Records from a data collection:
____

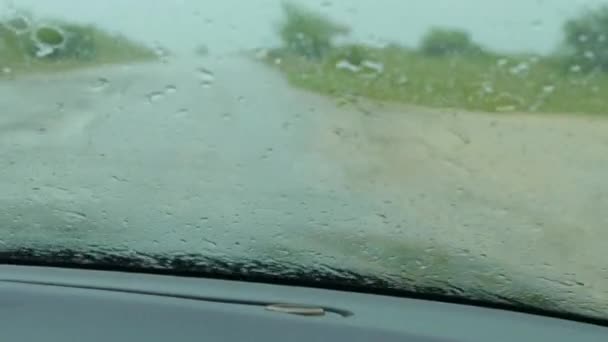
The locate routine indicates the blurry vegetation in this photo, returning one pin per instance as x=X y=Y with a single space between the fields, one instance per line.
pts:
x=307 y=33
x=449 y=69
x=441 y=42
x=28 y=45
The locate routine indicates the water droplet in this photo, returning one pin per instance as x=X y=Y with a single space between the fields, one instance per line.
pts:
x=182 y=113
x=170 y=89
x=205 y=77
x=100 y=84
x=155 y=96
x=18 y=24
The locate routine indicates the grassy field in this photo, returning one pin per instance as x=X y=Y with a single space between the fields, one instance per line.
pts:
x=484 y=82
x=68 y=46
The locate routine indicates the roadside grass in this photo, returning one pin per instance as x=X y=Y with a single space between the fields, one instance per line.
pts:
x=81 y=46
x=484 y=82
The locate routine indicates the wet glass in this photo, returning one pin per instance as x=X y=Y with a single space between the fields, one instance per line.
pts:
x=459 y=146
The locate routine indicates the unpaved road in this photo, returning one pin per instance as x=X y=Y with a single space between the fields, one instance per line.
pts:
x=220 y=156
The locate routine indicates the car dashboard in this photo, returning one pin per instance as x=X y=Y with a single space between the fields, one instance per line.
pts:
x=56 y=304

____

Print the data once more without any change, skipping each picture.

◆ EXERCISE SOLUTION
The locate routine indicates the blurry vegetation in this photo, returning one pin per instance as x=X y=Y with a single space between the fields, one instance per line.
pts:
x=307 y=33
x=449 y=69
x=441 y=42
x=28 y=45
The locate routine indicates the water droplet in this photo, returning one pin per instance as x=X y=Y with a single space between the fields, one instance per line.
pts:
x=182 y=113
x=170 y=89
x=205 y=77
x=100 y=84
x=155 y=96
x=18 y=24
The locate routine indicates the grassy field in this photo, returning one pin per instance as x=X y=Y with a single space between the fields, one instance per line.
pts:
x=484 y=82
x=68 y=46
The locate routine indicates the roadside grass in this photo, returning one pin per instance as x=X y=Y with a single space between the fields, one instance per line.
pts:
x=81 y=46
x=484 y=82
The locate routine indicates the wet glass in this photo, returning one pin per instance as x=X y=Y with a single space between the fields, one instance per line.
pts:
x=459 y=146
The locate routine indicates the unpaved road in this photo, returning one pin per instance as x=X y=Y with a single space between the fields, one instance per line.
pts:
x=220 y=156
The locate routine indicates the car dashboard in this photo, returning one pin per instance as x=X y=Y with a single space between the fields, one instance per line.
pts:
x=56 y=304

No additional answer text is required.